**Directive 1**
In the text on upcoming employment law changes, how many requests for more predictable terms may an eligible worker make within a 12-month period?
**Directive 2**
Write the next part of the text on upcoming employment law changes, picking up after its final sentence.

**Selected text**
────────────────────────────────────────

What’s changing: For employees with an unpredictable working pattern or those on a fixed-term contract of 12 months or less, such as agency workers, this change provides the right to request more predictable terms and conditions for the work they do.

Eligible workers will be allowed to make two such requests in a 12-month period, however, the requests may be declined by employers due to statutory grounds.

Who’s impacted: Any employees with unpredictable working patterns or on a fixed-term contract of 12 months or less.

What employers will need to do: Once this is made a right, employers will need to be ready to hear and process any requests they receive and deal with them within a month of the application.

You can find more information here.

A proactive duty to prevent sexual harassment at work

Date of change: October 2024

What’s changing: This change is an amendment to the Equality Act 2010, and introduces a duty of care for employers to take reasonable steps to proactively prevent the sexual harassment of their employees in the course of their employment.

────────────────────────────────────────

**Raw data**
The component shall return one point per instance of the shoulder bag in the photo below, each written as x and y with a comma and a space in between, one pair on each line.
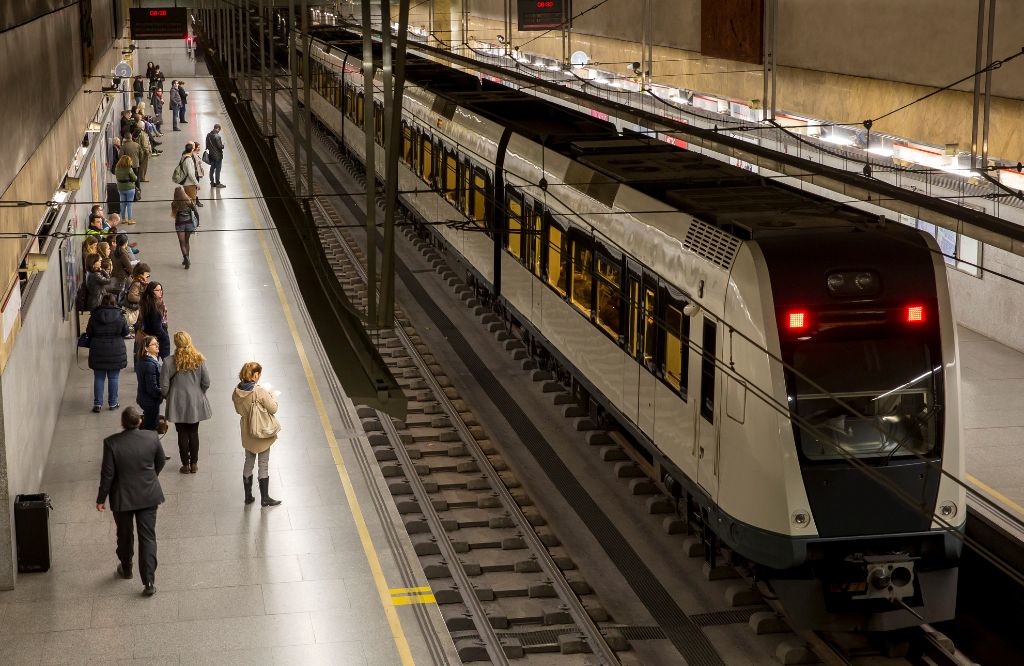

────────────────────────────────────────

**Output 1**
Two.

**Output 2**
Should an employee take their employer to an employment tribunal and the tribunal considers the employer has failed to take “reasonable steps”, it will have the power to uplift compensation by up to 25%.

Who’s impacted: Anyone classed as an employee.

What employers will need to do: Ahead of October, employers will need to review their existing policies, procedures and training to ensure that they are compliant.

You can find more information here.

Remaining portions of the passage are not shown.